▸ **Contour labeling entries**

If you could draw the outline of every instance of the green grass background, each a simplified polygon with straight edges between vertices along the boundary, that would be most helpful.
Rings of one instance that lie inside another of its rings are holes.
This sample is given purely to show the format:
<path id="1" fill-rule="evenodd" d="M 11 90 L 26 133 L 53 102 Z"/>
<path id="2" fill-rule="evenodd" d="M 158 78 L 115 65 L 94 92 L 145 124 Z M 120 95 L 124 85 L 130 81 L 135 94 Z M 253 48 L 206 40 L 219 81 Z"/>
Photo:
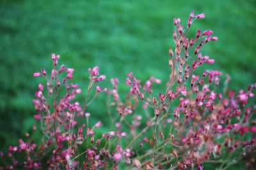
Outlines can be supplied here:
<path id="1" fill-rule="evenodd" d="M 1 1 L 1 150 L 17 145 L 34 124 L 32 99 L 43 79 L 33 73 L 42 67 L 50 72 L 52 53 L 75 69 L 74 81 L 82 89 L 88 83 L 88 68 L 94 66 L 106 75 L 106 87 L 110 78 L 119 78 L 120 93 L 128 90 L 124 84 L 130 71 L 143 82 L 151 75 L 164 81 L 173 46 L 173 18 L 186 23 L 191 10 L 205 14 L 191 34 L 211 29 L 219 38 L 203 51 L 216 60 L 210 68 L 230 74 L 230 89 L 246 89 L 256 81 L 255 8 L 252 0 Z M 104 100 L 103 95 L 89 108 L 95 121 L 108 122 Z"/>

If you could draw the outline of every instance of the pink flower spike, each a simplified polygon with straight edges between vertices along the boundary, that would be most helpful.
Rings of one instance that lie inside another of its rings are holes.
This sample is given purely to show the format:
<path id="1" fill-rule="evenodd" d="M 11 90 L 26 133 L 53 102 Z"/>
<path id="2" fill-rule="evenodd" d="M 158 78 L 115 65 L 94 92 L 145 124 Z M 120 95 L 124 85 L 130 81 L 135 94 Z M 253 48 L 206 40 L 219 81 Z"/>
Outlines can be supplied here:
<path id="1" fill-rule="evenodd" d="M 72 79 L 73 75 L 72 73 L 69 73 L 67 76 L 67 79 Z"/>
<path id="2" fill-rule="evenodd" d="M 38 121 L 41 119 L 41 115 L 40 113 L 37 115 L 34 115 L 34 118 L 36 120 Z"/>
<path id="3" fill-rule="evenodd" d="M 125 136 L 127 135 L 127 133 L 126 132 L 122 132 L 122 133 L 121 133 L 121 136 Z"/>
<path id="4" fill-rule="evenodd" d="M 54 59 L 56 59 L 56 56 L 55 56 L 55 53 L 52 53 L 52 60 L 54 60 Z"/>
<path id="5" fill-rule="evenodd" d="M 101 81 L 102 81 L 103 80 L 105 80 L 105 79 L 106 79 L 106 76 L 105 75 L 101 75 L 101 76 L 100 76 L 99 78 L 97 78 L 96 79 L 96 81 L 97 82 Z"/>
<path id="6" fill-rule="evenodd" d="M 38 77 L 40 75 L 41 75 L 41 73 L 40 72 L 34 73 L 34 74 L 33 74 L 34 77 Z"/>
<path id="7" fill-rule="evenodd" d="M 218 37 L 216 37 L 216 36 L 212 37 L 211 40 L 213 41 L 217 41 L 218 40 Z"/>
<path id="8" fill-rule="evenodd" d="M 251 127 L 251 132 L 255 133 L 256 132 L 256 126 L 253 126 Z"/>
<path id="9" fill-rule="evenodd" d="M 126 78 L 126 83 L 127 85 L 132 85 L 132 81 L 131 81 L 130 79 L 129 78 Z"/>
<path id="10" fill-rule="evenodd" d="M 205 36 L 205 35 L 211 36 L 212 34 L 213 34 L 213 31 L 212 31 L 211 30 L 207 30 L 205 32 L 204 32 L 203 35 L 204 36 Z"/>
<path id="11" fill-rule="evenodd" d="M 78 89 L 76 90 L 76 94 L 79 94 L 82 92 L 82 90 L 81 89 Z"/>
<path id="12" fill-rule="evenodd" d="M 19 142 L 20 144 L 20 148 L 22 150 L 24 150 L 26 148 L 26 143 L 21 139 L 19 140 Z"/>
<path id="13" fill-rule="evenodd" d="M 192 11 L 190 13 L 189 18 L 192 18 L 193 17 L 194 17 L 194 14 L 195 14 L 195 11 Z"/>
<path id="14" fill-rule="evenodd" d="M 46 71 L 45 69 L 42 69 L 42 73 L 43 74 L 44 76 L 46 76 Z"/>
<path id="15" fill-rule="evenodd" d="M 68 69 L 66 69 L 67 73 L 73 73 L 73 72 L 75 70 L 74 69 L 72 69 L 72 68 L 68 68 Z"/>
<path id="16" fill-rule="evenodd" d="M 97 92 L 100 92 L 102 90 L 102 87 L 101 86 L 97 86 L 96 87 L 96 91 Z"/>
<path id="17" fill-rule="evenodd" d="M 41 83 L 40 83 L 38 85 L 38 89 L 39 89 L 40 91 L 41 91 L 41 92 L 44 91 L 44 85 L 42 85 Z"/>
<path id="18" fill-rule="evenodd" d="M 208 64 L 214 64 L 214 59 L 209 59 L 207 60 Z"/>
<path id="19" fill-rule="evenodd" d="M 196 17 L 197 18 L 204 18 L 205 17 L 205 16 L 204 13 L 201 13 L 201 14 L 196 15 Z"/>
<path id="20" fill-rule="evenodd" d="M 160 79 L 157 79 L 155 78 L 155 82 L 157 84 L 160 84 L 161 83 L 161 80 Z"/>
<path id="21" fill-rule="evenodd" d="M 99 67 L 99 66 L 95 66 L 92 69 L 88 69 L 89 72 L 91 73 L 91 75 L 92 76 L 95 76 L 97 75 L 98 75 L 99 73 L 99 70 L 100 69 L 100 68 Z"/>
<path id="22" fill-rule="evenodd" d="M 116 135 L 116 133 L 114 131 L 109 132 L 108 132 L 108 134 L 109 135 L 111 135 L 111 136 L 115 136 Z"/>

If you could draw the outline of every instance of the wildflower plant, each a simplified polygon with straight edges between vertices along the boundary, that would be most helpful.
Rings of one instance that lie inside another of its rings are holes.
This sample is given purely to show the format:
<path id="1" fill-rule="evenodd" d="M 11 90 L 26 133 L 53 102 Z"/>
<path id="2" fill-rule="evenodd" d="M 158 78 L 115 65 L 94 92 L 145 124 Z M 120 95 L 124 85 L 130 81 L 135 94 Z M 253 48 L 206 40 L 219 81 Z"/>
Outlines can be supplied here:
<path id="1" fill-rule="evenodd" d="M 195 38 L 188 33 L 194 21 L 205 17 L 192 11 L 186 25 L 174 18 L 175 47 L 169 50 L 166 89 L 154 96 L 151 76 L 145 83 L 127 74 L 129 87 L 125 99 L 119 95 L 117 78 L 113 88 L 100 86 L 106 79 L 99 67 L 88 69 L 89 84 L 84 101 L 76 101 L 82 90 L 72 82 L 74 69 L 59 66 L 59 55 L 52 55 L 53 69 L 34 76 L 44 78 L 33 101 L 41 134 L 35 143 L 33 134 L 1 153 L 0 169 L 202 169 L 205 163 L 227 168 L 241 161 L 248 169 L 255 166 L 256 122 L 254 92 L 256 84 L 239 92 L 228 89 L 227 76 L 222 92 L 218 91 L 221 72 L 207 69 L 195 74 L 214 60 L 202 49 L 218 40 L 211 30 L 198 29 Z M 101 134 L 100 120 L 89 124 L 93 114 L 88 108 L 102 93 L 108 94 L 106 110 L 115 127 Z M 63 95 L 62 95 L 63 94 Z M 141 108 L 144 112 L 138 112 Z M 250 134 L 250 135 L 246 135 Z"/>

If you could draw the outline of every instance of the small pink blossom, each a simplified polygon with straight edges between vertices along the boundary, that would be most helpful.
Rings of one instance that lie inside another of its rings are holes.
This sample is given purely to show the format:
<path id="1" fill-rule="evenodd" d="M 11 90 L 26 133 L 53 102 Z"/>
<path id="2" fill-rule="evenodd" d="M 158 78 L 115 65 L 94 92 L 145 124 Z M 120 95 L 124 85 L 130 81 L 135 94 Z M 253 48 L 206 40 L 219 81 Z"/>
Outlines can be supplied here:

▸ **WHAT YOU HAVE TO DO**
Please render everything from the line containing "of the wildflower" down to the line containing "195 38 L 188" as a two-column CSV headed input and output. Give one row for each text with its answer, putting each in a single quoted field with line breaks turned into spaces.

▸ **RESPONSE**
input,output
"If you could draw the outline of every instance of the wildflower plant, each a simplified polygon with straight edges between vertices along the boundary, that would be most helpful. Rings of one instance that lie inside another of its rings are holes. This sample is given purely to show the format: <path id=""1"" fill-rule=""evenodd"" d=""M 11 90 L 26 133 L 53 102 Z""/> <path id=""2"" fill-rule=""evenodd"" d=""M 158 78 L 115 65 L 94 92 L 145 124 Z M 120 95 L 124 85 L 130 81 L 135 94 Z M 253 48 L 206 40 L 219 81 Z""/> Outlines can be supplied here:","<path id=""1"" fill-rule=""evenodd"" d=""M 195 38 L 188 33 L 194 21 L 205 17 L 192 11 L 186 25 L 174 18 L 175 47 L 169 50 L 166 89 L 154 96 L 151 76 L 145 83 L 127 74 L 129 87 L 125 99 L 119 95 L 117 78 L 113 88 L 100 86 L 106 79 L 99 67 L 88 69 L 89 84 L 84 101 L 76 101 L 82 90 L 72 82 L 74 69 L 59 66 L 59 55 L 52 55 L 53 69 L 34 76 L 44 78 L 33 101 L 41 134 L 35 143 L 33 134 L 1 153 L 0 169 L 202 169 L 205 163 L 227 168 L 241 161 L 248 169 L 255 166 L 256 122 L 254 92 L 256 84 L 239 92 L 228 89 L 227 76 L 222 92 L 218 91 L 221 72 L 207 69 L 195 74 L 214 60 L 202 49 L 218 40 L 211 30 L 198 29 Z M 101 134 L 100 120 L 89 124 L 93 114 L 88 108 L 102 93 L 108 94 L 106 110 L 115 127 Z M 63 95 L 62 95 L 63 94 Z M 141 108 L 144 112 L 138 112 Z M 250 134 L 250 135 L 246 135 Z""/>"